| What is asked |
Filter the entries below down to the lines that contain the string "handlebar", treating uppercase and lowercase as different. Copy each matching line in full.

| Data for this exercise |

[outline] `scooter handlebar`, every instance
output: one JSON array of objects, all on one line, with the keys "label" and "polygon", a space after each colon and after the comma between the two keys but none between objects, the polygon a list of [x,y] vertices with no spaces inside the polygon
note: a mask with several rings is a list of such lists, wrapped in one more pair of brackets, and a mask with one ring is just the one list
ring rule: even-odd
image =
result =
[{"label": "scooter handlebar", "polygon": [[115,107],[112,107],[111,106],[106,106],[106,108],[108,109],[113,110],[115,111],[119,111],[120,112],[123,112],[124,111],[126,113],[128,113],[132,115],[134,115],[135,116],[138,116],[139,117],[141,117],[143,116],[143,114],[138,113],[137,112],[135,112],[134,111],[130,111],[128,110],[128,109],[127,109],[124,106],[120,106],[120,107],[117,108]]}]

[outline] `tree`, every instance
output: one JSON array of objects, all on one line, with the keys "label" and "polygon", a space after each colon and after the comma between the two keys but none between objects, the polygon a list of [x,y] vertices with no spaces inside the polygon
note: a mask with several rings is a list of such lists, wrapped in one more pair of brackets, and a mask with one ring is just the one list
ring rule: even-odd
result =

| The result |
[outline] `scooter handlebar`, every instance
[{"label": "scooter handlebar", "polygon": [[115,107],[112,107],[111,106],[106,106],[106,108],[108,109],[113,110],[115,111],[119,111],[120,112],[123,112],[124,111],[126,113],[128,113],[132,115],[134,115],[135,116],[138,116],[139,117],[141,117],[143,116],[143,114],[138,113],[137,112],[135,112],[134,111],[130,111],[128,110],[128,109],[127,109],[124,106],[120,106],[120,107],[117,108]]}]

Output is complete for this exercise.